**Task description**:
Look below for the line containing "Would you be so kind as to locate the dark purple"; write out that line and each one after it to the end, exactly, and nothing else.

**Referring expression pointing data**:
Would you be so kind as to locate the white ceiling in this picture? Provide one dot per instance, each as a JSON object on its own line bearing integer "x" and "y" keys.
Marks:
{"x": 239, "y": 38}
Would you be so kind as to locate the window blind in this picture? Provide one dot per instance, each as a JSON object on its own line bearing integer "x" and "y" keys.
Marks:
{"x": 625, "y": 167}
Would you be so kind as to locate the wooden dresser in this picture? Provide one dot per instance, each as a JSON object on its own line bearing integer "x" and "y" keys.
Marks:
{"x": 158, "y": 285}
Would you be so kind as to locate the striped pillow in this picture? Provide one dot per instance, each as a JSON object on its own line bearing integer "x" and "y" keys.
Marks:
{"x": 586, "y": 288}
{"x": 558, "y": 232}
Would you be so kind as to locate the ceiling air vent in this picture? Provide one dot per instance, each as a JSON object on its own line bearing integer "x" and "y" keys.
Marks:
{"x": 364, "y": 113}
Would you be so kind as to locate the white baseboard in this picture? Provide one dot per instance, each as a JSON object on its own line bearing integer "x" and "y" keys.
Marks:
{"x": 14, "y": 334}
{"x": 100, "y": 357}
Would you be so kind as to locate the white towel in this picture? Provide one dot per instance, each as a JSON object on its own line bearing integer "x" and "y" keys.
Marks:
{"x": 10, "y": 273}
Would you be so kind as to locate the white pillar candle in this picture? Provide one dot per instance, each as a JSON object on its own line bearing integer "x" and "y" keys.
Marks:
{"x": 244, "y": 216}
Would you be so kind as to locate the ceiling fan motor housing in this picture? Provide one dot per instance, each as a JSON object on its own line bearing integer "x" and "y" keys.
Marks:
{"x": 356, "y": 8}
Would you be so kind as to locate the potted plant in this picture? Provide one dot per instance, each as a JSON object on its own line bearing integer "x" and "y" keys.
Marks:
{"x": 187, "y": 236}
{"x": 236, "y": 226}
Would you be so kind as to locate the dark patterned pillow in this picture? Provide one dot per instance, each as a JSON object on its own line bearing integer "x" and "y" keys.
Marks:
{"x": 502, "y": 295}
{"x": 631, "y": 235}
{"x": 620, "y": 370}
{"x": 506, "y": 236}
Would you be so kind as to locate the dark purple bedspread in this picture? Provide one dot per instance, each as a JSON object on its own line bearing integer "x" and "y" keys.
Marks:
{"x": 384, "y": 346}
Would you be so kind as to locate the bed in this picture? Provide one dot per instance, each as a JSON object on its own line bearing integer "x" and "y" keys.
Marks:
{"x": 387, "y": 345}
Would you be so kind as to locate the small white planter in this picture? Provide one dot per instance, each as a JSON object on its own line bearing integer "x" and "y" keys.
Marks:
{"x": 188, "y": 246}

**Exercise response**:
Would you be so kind as to locate the dark purple bedspread in this picture? Provide one dot per instance, each as a JSON object on its own line bearing integer "x" and "y" keys.
Marks:
{"x": 384, "y": 346}
Would you be so kind as to locate the bed in this picture? Provide one dot per instance, each as a JSON object on its own line bearing integer "x" and "y" keys.
Marks:
{"x": 387, "y": 345}
Would you be so kind as to locate the small white planter in this picture? Provide one dot per instance, each as a JSON object on its own line bearing integer "x" and "y" keys.
Marks:
{"x": 188, "y": 246}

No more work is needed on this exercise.